#### [THE TASK]
Repeat exactly the lines from the line containing "Practice step: put one dot on the white interior" to the last line of the listing, including both.

(Position identification records)
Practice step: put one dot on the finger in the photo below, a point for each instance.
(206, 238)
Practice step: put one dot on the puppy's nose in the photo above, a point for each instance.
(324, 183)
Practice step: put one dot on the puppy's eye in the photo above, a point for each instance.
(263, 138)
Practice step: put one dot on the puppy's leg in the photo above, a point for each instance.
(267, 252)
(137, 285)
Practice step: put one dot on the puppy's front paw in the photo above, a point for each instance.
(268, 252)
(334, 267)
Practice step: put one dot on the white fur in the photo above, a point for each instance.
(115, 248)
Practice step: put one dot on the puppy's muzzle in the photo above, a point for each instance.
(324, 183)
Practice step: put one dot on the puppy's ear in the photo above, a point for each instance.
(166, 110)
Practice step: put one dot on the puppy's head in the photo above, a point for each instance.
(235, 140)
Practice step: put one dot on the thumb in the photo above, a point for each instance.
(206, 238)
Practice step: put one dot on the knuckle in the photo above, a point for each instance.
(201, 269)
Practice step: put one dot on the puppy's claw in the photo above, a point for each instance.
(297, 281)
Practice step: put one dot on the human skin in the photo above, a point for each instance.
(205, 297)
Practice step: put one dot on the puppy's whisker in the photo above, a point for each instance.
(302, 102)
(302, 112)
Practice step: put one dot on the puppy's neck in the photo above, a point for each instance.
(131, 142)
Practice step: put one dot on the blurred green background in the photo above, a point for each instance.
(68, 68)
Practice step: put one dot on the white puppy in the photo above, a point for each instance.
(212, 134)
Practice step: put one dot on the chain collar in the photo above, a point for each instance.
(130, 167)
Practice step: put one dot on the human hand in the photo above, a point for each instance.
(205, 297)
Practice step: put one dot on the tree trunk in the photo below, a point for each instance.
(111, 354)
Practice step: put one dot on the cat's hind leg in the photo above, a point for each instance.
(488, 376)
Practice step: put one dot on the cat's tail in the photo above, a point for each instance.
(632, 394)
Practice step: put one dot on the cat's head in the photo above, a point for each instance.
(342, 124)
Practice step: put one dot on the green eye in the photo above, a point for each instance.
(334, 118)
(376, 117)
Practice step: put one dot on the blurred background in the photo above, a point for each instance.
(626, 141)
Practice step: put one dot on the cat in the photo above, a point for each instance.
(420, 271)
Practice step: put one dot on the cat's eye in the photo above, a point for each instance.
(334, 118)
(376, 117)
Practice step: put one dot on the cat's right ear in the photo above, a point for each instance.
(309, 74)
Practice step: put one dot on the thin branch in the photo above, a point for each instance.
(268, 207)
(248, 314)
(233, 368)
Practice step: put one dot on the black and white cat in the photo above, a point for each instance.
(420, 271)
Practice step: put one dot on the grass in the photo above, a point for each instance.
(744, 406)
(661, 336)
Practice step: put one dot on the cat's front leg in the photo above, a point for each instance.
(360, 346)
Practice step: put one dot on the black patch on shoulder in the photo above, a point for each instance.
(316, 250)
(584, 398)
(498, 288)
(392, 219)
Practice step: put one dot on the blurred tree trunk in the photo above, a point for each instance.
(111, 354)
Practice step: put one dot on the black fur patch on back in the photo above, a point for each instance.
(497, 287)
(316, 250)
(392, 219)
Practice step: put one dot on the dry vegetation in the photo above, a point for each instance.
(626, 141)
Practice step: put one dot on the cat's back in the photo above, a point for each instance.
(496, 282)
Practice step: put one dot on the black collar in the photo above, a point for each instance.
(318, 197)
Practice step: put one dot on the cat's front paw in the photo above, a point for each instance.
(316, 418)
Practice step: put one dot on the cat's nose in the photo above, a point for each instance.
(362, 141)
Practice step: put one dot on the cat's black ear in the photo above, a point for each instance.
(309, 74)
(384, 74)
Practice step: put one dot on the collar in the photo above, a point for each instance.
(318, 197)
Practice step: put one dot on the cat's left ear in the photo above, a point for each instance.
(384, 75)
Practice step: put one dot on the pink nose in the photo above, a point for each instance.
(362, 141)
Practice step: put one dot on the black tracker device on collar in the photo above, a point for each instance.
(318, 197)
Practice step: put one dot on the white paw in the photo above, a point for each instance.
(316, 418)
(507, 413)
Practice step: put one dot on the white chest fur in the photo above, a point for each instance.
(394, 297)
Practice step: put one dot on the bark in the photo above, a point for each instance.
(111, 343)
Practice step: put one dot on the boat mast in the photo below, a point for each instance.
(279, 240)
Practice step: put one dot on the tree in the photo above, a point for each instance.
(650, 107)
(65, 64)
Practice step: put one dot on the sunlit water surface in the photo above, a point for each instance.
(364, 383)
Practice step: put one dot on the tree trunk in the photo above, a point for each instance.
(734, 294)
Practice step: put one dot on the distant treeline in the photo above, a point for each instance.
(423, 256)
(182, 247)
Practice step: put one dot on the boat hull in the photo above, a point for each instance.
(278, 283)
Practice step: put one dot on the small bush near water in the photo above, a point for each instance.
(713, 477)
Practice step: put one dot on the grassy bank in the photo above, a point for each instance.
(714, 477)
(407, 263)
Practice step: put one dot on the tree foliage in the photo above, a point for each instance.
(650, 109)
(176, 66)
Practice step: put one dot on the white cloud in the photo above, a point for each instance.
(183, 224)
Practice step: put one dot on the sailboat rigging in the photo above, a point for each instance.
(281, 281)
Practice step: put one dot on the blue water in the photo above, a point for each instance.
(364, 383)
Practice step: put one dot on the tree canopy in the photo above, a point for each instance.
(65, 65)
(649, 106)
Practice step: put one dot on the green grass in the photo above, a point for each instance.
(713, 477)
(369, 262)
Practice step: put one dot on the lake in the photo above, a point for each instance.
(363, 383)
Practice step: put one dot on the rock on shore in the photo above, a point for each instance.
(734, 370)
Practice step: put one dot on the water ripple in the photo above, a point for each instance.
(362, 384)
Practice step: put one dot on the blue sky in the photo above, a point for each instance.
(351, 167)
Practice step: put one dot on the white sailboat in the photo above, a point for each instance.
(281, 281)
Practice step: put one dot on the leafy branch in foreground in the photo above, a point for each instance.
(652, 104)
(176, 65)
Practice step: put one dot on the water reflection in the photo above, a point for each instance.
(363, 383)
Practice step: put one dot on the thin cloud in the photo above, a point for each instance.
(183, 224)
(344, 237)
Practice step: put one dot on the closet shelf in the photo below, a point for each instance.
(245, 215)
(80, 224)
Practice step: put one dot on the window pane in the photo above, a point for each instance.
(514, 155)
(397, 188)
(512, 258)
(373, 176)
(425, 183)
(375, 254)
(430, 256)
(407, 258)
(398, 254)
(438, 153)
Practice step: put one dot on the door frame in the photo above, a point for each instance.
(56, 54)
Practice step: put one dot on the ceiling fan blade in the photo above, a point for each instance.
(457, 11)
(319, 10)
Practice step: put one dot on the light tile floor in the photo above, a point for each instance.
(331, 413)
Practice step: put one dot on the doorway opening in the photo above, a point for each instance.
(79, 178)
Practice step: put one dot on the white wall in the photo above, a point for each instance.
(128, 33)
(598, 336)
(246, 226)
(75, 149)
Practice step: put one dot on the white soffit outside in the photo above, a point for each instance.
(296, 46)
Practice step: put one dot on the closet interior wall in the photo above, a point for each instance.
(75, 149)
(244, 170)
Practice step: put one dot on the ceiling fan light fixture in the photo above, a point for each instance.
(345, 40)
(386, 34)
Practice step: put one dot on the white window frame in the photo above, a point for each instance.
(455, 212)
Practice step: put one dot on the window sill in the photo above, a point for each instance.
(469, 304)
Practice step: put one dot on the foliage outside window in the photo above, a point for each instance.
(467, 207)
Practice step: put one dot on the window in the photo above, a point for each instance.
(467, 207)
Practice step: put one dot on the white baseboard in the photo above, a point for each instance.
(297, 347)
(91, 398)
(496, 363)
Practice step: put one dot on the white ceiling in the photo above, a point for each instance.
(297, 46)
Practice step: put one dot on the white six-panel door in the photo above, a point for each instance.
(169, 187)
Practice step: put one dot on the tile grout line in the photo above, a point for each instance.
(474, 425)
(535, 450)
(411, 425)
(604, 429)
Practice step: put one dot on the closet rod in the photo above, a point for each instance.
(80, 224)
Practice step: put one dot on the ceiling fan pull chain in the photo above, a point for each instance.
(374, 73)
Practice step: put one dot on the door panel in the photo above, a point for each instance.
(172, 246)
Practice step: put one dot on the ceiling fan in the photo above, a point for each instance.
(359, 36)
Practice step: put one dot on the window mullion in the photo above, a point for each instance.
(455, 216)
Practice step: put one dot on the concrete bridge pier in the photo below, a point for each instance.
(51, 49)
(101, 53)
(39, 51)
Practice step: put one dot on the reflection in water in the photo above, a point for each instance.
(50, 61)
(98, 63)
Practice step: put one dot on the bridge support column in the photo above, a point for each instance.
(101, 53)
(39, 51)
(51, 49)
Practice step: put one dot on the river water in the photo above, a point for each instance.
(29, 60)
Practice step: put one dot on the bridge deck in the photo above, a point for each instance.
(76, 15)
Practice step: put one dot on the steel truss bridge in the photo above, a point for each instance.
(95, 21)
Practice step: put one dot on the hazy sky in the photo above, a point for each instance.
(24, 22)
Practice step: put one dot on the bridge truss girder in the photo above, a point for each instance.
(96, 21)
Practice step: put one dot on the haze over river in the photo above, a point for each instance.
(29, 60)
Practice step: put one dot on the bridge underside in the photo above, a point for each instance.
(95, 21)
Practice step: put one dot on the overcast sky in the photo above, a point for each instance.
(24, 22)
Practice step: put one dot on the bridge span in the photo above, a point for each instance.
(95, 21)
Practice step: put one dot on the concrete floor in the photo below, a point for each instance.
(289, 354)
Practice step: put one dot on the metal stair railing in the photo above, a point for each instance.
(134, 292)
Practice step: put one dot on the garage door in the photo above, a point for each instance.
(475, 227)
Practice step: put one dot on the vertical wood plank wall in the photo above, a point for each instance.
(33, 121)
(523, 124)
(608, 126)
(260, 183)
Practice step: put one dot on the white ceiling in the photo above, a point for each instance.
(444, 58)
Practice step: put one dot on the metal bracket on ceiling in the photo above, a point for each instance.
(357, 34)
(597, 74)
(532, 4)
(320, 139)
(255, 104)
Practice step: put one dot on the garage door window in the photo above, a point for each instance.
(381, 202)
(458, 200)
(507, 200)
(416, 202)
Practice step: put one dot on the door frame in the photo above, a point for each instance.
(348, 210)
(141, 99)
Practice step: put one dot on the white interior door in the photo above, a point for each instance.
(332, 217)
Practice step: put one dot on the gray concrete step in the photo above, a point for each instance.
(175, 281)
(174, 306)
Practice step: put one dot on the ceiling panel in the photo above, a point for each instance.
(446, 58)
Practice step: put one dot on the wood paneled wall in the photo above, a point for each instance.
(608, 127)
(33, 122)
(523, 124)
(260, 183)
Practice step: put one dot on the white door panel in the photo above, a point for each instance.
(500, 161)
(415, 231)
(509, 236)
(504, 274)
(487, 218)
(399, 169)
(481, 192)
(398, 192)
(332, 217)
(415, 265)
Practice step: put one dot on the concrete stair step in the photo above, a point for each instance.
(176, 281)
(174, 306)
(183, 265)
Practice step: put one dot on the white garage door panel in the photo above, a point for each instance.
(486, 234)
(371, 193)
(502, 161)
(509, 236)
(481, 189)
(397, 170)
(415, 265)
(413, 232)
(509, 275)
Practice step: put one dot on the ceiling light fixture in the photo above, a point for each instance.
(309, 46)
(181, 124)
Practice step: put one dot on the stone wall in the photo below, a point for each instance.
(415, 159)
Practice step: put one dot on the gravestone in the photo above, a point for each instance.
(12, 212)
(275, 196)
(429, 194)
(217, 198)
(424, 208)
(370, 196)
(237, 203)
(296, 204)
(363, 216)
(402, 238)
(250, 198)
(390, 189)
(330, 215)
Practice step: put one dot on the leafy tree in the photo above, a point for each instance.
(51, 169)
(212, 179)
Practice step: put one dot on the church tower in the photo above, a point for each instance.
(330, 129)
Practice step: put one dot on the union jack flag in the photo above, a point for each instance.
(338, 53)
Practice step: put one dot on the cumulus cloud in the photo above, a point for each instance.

#### [IN RESPONSE]
Practice step: put one dot on the white interior door in the photo above, a point for each instance.
(332, 217)
Practice step: put one dot on the gray concrete step in the photo above, a point for each instance.
(175, 281)
(174, 306)
Practice step: put one dot on the ceiling panel in the photo above, a point for each instance.
(446, 58)
Practice step: put one dot on the wood paneled wall in the photo above, a point for each instance.
(608, 127)
(33, 122)
(523, 124)
(260, 183)
Practice step: put one dot on the white door panel in the photo above, a point for each instance.
(500, 161)
(415, 231)
(509, 236)
(504, 274)
(487, 218)
(399, 169)
(481, 192)
(398, 192)
(332, 217)
(415, 265)
Practice step: put one dot on the concrete stair step in the photo above, a point for each instance.
(176, 281)
(174, 306)
(183, 265)
Practice step: put one dot on the white garage door panel in the photo above, a point for each instance.
(486, 234)
(371, 193)
(502, 161)
(509, 236)
(481, 189)
(397, 170)
(415, 265)
(413, 232)
(509, 275)
Practice step: put one dot on the ceiling light fixture in the photo above, a point for each instance.
(309, 46)
(181, 124)
Practice step: put one dot on the stone wall in the photo below, a point for each instance.
(415, 159)
Practice step: put one dot on the gravestone in the photo above, a point for each instance.
(12, 212)
(275, 196)
(429, 194)
(217, 198)
(424, 208)
(370, 196)
(237, 203)
(296, 204)
(363, 216)
(402, 238)
(250, 198)
(390, 189)
(330, 215)
Practice step: put one dot on the leafy tree in the photo above, a point for each instance.
(51, 169)
(212, 179)
Practice step: put one dot on the church tower in the photo above, a point for each instance.
(330, 129)
Practice step: put one dot on the union jack flag in the photo above, a point for each instance.
(338, 53)
Practice step: put one dot on the cumulus cloud in the photo above, a point for each instance.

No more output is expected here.